> [Task objective] Everything from the line with "find blue and" to the end of the data should be restated word for word, and nothing before it.

> [Dataset]
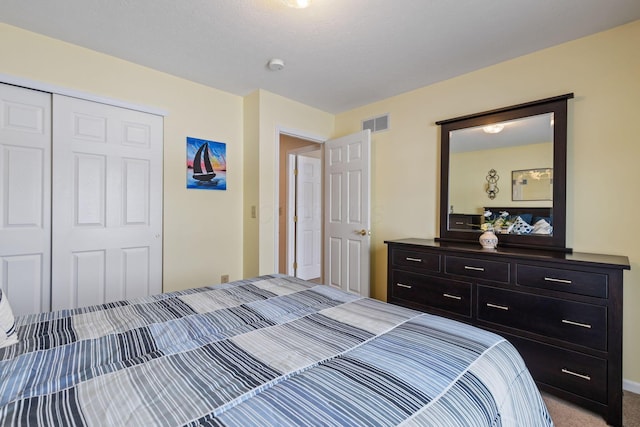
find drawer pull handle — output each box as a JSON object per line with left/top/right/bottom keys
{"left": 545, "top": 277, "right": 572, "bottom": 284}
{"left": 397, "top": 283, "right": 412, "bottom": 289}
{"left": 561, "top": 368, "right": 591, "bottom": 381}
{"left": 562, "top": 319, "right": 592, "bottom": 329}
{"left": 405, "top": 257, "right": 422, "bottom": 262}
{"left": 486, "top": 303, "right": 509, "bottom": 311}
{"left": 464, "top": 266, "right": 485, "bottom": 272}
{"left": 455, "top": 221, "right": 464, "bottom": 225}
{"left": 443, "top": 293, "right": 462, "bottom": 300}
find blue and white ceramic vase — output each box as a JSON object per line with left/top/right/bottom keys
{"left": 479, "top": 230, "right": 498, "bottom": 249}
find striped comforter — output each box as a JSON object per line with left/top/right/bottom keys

> [Answer section]
find blue and white ceramic vase — output each box as a JSON object per line with left/top/right/bottom keys
{"left": 479, "top": 230, "right": 498, "bottom": 249}
find striped comforter — output each box as a JSON object per line with left/top/right/bottom keys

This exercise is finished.